■ STORED DATA ■

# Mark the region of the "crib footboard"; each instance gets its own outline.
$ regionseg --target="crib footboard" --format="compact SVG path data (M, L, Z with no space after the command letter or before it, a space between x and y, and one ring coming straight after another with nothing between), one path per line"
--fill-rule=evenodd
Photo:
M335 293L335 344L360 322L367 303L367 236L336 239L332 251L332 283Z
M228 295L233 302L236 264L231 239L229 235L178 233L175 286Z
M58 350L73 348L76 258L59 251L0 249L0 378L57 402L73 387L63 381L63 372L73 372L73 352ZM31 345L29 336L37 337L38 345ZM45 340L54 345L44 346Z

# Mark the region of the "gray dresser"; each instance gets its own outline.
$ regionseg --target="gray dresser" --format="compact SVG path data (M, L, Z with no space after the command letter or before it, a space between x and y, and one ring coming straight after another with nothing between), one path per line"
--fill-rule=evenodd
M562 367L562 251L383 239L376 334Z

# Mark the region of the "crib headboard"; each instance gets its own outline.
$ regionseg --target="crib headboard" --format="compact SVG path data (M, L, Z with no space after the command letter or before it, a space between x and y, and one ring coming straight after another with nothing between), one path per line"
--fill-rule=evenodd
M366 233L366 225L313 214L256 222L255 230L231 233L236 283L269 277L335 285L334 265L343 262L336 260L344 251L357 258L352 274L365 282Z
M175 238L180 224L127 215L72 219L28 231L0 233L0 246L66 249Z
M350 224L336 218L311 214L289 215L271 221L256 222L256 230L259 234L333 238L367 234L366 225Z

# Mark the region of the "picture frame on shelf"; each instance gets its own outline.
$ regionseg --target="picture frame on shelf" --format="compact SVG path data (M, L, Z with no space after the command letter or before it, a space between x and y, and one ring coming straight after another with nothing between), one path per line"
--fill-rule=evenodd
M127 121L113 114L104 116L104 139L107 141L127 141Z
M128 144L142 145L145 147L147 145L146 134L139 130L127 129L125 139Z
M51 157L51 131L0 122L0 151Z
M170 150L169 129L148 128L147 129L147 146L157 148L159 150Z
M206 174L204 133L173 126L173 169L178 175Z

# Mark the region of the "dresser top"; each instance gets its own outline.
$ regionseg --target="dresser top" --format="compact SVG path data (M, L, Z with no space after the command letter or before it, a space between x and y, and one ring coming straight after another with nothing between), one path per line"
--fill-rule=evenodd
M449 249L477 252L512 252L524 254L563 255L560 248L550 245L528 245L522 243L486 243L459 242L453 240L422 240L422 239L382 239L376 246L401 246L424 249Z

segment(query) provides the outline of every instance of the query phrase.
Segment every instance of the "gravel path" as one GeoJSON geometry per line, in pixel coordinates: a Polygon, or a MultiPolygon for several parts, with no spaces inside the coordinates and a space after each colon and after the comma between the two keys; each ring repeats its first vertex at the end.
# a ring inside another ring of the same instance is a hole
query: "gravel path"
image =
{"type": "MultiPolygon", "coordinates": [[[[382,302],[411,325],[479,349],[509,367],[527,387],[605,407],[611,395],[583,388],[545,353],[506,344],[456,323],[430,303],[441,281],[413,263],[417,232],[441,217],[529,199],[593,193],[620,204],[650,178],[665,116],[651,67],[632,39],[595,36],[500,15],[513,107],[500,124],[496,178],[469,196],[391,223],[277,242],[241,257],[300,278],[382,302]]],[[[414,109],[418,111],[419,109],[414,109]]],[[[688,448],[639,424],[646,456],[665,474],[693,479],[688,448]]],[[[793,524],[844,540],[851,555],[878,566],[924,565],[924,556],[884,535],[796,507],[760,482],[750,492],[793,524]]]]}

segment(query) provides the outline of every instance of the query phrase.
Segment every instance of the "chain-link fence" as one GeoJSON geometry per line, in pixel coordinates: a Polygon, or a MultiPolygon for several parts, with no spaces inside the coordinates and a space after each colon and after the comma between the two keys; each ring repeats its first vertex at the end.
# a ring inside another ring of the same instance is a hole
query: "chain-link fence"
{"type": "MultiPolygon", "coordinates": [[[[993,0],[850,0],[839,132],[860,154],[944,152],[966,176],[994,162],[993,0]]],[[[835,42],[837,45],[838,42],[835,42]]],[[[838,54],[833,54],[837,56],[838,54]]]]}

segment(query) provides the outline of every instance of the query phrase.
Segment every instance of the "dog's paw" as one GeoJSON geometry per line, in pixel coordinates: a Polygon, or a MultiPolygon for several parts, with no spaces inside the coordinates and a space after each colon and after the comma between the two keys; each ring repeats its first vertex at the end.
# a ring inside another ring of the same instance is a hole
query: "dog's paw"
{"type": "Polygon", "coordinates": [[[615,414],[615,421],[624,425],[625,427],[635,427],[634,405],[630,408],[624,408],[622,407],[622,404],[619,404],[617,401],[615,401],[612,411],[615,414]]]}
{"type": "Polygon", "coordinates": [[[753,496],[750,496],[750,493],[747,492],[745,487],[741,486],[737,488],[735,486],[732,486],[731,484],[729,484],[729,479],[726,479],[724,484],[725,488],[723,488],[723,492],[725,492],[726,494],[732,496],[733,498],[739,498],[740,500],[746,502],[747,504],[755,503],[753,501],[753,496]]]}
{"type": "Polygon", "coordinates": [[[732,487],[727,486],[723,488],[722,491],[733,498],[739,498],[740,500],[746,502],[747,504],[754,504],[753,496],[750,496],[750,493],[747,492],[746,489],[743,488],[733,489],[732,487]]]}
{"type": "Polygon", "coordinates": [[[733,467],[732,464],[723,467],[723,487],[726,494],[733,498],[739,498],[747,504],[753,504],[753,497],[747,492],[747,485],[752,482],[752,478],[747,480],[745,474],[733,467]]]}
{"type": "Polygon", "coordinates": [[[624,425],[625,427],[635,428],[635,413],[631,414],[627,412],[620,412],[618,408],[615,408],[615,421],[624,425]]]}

■ TASK BRIEF ■
All of the material above should be printed out in full, word for word.

■ ANSWER SECTION ■
# Mark the region of the "crib footboard"; each instance gets its own outline.
$ regionseg --target="crib footboard" --format="compact SVG path data (M, L, Z with no space after the command letter or before it, a space between x and y, and one ring coming straight after another with nothing between), one path per line"
--fill-rule=evenodd
Photo:
M335 293L335 344L360 322L367 303L367 236L336 239L332 251L332 283Z
M228 295L233 302L236 264L231 239L229 235L178 233L175 286Z
M58 350L73 348L76 258L59 251L0 249L0 378L57 402L73 387L63 381L63 372L73 372L73 352ZM31 345L29 336L37 337L38 345ZM45 340L54 345L44 346Z

# Mark the region of the "gray dresser"; each instance gets its own outline.
$ regionseg --target="gray dresser" --format="compact SVG path data (M, L, Z with no space after the command letter or before it, a space between x and y, and one ring coming straight after another with nothing between), one path per line"
--fill-rule=evenodd
M562 367L562 251L383 239L376 334Z

# Mark the region of the "crib headboard"; each instance gets its own outline.
$ regionseg --target="crib headboard" --format="compact SVG path data (M, L, Z with no space after the command letter or before it, a space between x and y, and one ring coming straight after another with nothing between), one path per line"
--fill-rule=evenodd
M366 233L366 225L313 214L256 222L255 230L231 233L236 283L269 277L335 285L334 265L343 262L336 260L344 251L357 258L352 274L365 282Z
M175 238L180 224L127 215L72 219L28 231L0 233L0 246L66 249Z
M350 224L336 218L311 214L289 215L271 221L256 222L256 230L259 234L333 238L367 234L366 225Z

# Mark the region of the "picture frame on shelf"; each instance gets its own outline.
$ regionseg --target="picture frame on shelf" --format="compact SVG path data (M, L, Z with no space after the command letter or before it, a space between x and y, and one ring coming straight after another with nothing between), one path per line"
--fill-rule=evenodd
M127 121L113 114L104 116L104 139L107 141L127 141Z
M128 144L142 145L145 147L147 145L146 134L139 130L127 129L125 139Z
M51 157L51 131L0 122L0 151Z
M170 150L169 129L148 128L147 129L147 146L157 148L159 150Z
M206 174L204 133L173 126L173 169L178 175Z

# Mark the region of the "dresser top"; each instance gets its own outline.
$ regionseg --target="dresser top" --format="compact SVG path data (M, L, Z with no space after the command letter or before it, a space between x and y, and one ring coming straight after another with nothing between), one path per line"
--fill-rule=evenodd
M449 249L477 252L512 252L524 254L563 255L560 248L550 245L528 245L522 243L486 243L459 242L453 240L422 240L422 239L382 239L376 246L401 246L424 249Z

segment(query) provides the outline of every instance of the query phrase.
Segment every instance of the "gravel path" as one GeoJSON geometry per line, in pixel coordinates: a Polygon, or a MultiPolygon for several parts, with no spaces inside the coordinates and a space after each colon and after the comma between the two keys; each ring repeats its first vertex at the end.
# a ring inside another ring of the same instance is a hole
query: "gravel path"
image =
{"type": "MultiPolygon", "coordinates": [[[[382,302],[411,325],[479,349],[509,367],[527,387],[605,407],[611,395],[583,388],[545,353],[506,344],[456,323],[430,303],[441,281],[413,263],[417,232],[441,217],[529,199],[593,193],[620,204],[650,178],[665,116],[651,67],[632,39],[595,36],[500,15],[513,107],[500,124],[496,178],[469,196],[391,223],[277,242],[241,257],[300,278],[382,302]]],[[[414,109],[418,111],[419,109],[414,109]]],[[[688,448],[639,424],[646,456],[665,474],[693,479],[688,448]]],[[[793,524],[844,540],[851,555],[878,566],[924,565],[924,556],[884,535],[796,507],[760,482],[750,492],[793,524]]]]}

segment(query) provides the outline of every instance of the query phrase.
Segment every instance of the "chain-link fence" as one GeoJSON geometry per line, in pixel coordinates: a Polygon, or a MultiPolygon for several parts, with no spaces inside the coordinates and a space after each colon and after the comma between the two keys; each ring repeats its first vertex at the end.
# a ring inside another ring of the same instance is a hole
query: "chain-link fence"
{"type": "MultiPolygon", "coordinates": [[[[993,0],[850,0],[839,132],[860,154],[944,152],[966,176],[994,162],[993,0]]],[[[835,42],[837,45],[838,42],[835,42]]],[[[838,54],[833,54],[837,56],[838,54]]]]}

segment(query) provides the outline of every instance of the query phrase.
Segment every instance of the "dog's paw" as one GeoJSON geometry per line, in pixel coordinates: a Polygon, or a MultiPolygon for several parts, with no spaces inside the coordinates and a space after each colon and after the comma between the two keys; each ring repeats its first vertex at the end.
# a ring inside another ring of the same instance is a hole
query: "dog's paw"
{"type": "Polygon", "coordinates": [[[615,414],[615,421],[624,425],[625,427],[635,427],[634,405],[630,408],[624,408],[622,407],[622,404],[619,404],[617,401],[615,401],[612,411],[615,414]]]}
{"type": "Polygon", "coordinates": [[[753,496],[750,496],[750,493],[747,492],[745,487],[741,486],[737,488],[735,486],[732,486],[731,484],[729,484],[729,479],[726,479],[724,484],[725,488],[723,488],[723,492],[725,492],[726,494],[732,496],[733,498],[739,498],[740,500],[746,502],[747,504],[755,503],[753,501],[753,496]]]}
{"type": "Polygon", "coordinates": [[[732,487],[727,486],[723,488],[722,491],[733,498],[739,498],[740,500],[746,502],[747,504],[754,504],[753,496],[750,496],[750,493],[747,492],[746,489],[743,488],[733,489],[732,487]]]}
{"type": "Polygon", "coordinates": [[[733,467],[732,464],[723,467],[723,487],[726,494],[733,498],[739,498],[747,504],[753,504],[753,497],[747,492],[747,485],[752,482],[752,478],[747,480],[745,474],[733,467]]]}
{"type": "Polygon", "coordinates": [[[624,425],[625,427],[635,428],[635,413],[631,414],[627,412],[620,412],[618,408],[615,408],[615,421],[624,425]]]}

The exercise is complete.